Text provided Start Marker

Python toolkit for standardized model hosting container implementations with Amazon SageMaker integration.
This repository provides a Python toolkit that enables TensorRT-LLM and vLLM integration with Amazon SageMaker hosting platform for efficient model deployment and inference.
ModelHostingContainerStandards/
├── python/ # Python implementation
│ ├── model_hosting_container_standards/ # Main Python package
│ │ ├── __init__.py
│ │ ├── config.py
│ │ ├── logging_config.py
│ │ ├── utils.py
│ │ ├── common/ # Common utilities
│ │ │ ├── fastapi/ # FastAPI integration
│ │ │ ├── custom_code_ref_resolver/ # Dynamic code loading
│ │ │ └── handler/ # Handler specifications
│ │ └── sagemaker/ # SageMaker integration
│ │ └── lora/ # LoRA adapter support
│ ├── tests/ # Package tests
│ ├── examples/ # Python examples and demos
│ ├── pyproject.toml # Python project configuration
│ ├── Makefile # Build automation
│ └── README.md # Python-specific documentation
├── docs/ # Documentation
├── examples/ # Top-level examples
├── .github/ # GitHub templates and workflows
├── Config # Shared configuration files
└── README.md # This file
cd python
poetry install
poetry shellSee the Python README for detailed usage instructions, examples, and development workflow.
When contributing to this repository:
- Place Python-specific code in the
python/directory - Follow the established patterns for project structure
- Include tests for new functionality
- Update documentation as needed
- Run pre-commit hooks to ensure code quality
See CONTRIBUTING for more information.
This project is licensed under the Apache-2.0 License.

Text provided End Marker

• _What you will do_
Copy the SageMaker hosting toolkit text from "When contributing to" up to and including "for more information.", swapping "pre-commit hooks" for "pre-commit checks".

Information Start Marker

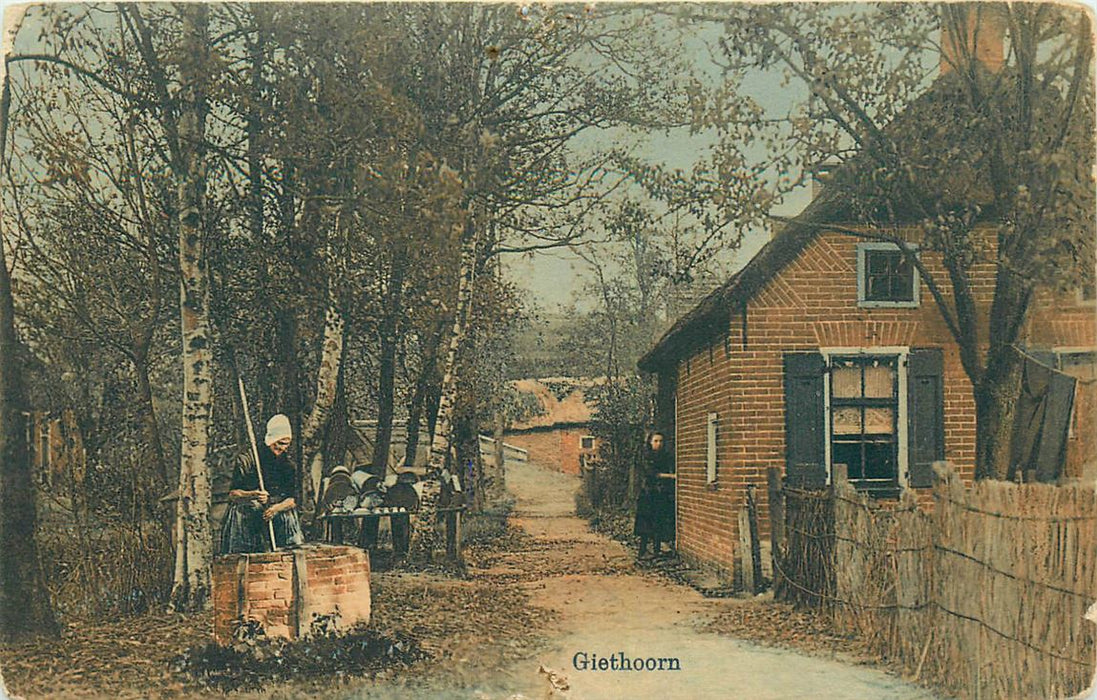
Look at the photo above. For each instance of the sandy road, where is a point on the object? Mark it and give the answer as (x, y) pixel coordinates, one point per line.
(606, 607)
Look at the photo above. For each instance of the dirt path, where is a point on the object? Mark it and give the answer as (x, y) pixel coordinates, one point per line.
(606, 606)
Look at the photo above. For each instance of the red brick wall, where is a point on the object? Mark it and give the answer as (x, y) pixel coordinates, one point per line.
(261, 587)
(810, 304)
(558, 448)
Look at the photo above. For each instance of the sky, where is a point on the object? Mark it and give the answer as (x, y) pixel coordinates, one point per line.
(555, 279)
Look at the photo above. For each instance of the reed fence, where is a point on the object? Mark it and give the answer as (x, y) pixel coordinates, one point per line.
(983, 595)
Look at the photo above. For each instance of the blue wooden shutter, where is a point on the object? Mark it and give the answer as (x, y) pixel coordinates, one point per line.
(925, 415)
(804, 429)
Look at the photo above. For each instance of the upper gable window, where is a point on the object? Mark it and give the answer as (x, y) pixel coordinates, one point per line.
(884, 277)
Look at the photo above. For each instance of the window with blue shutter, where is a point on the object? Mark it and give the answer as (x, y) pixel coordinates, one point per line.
(804, 427)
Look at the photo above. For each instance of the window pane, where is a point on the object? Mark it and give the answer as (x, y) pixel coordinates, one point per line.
(879, 420)
(888, 277)
(849, 453)
(847, 421)
(879, 381)
(846, 382)
(880, 461)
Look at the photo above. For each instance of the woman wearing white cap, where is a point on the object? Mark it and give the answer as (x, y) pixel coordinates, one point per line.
(245, 529)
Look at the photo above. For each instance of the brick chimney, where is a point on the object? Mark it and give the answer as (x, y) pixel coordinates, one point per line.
(983, 27)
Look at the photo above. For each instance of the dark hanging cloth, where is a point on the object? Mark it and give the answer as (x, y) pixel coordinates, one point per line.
(1041, 422)
(245, 530)
(655, 506)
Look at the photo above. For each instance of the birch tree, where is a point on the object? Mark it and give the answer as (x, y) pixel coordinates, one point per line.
(24, 603)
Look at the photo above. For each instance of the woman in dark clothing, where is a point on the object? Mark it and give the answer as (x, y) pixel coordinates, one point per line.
(655, 507)
(245, 529)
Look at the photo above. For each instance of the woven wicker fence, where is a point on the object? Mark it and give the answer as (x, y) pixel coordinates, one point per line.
(983, 597)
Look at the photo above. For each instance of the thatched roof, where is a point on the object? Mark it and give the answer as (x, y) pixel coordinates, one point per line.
(563, 402)
(946, 146)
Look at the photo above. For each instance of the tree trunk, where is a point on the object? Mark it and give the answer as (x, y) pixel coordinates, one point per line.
(193, 538)
(149, 422)
(24, 603)
(327, 377)
(496, 476)
(440, 441)
(995, 408)
(386, 380)
(421, 398)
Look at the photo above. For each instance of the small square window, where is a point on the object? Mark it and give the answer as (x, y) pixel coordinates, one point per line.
(1087, 293)
(885, 277)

Information End Marker

• _Written answer_
When contributing to this repository:
- Place Python-specific code in the
python/directory - Follow the established patterns for project structure
- Include tests for new functionality
- Update documentation as needed
- Run pre-commit checks to ensure code quality
See CONTRIBUTING for more information.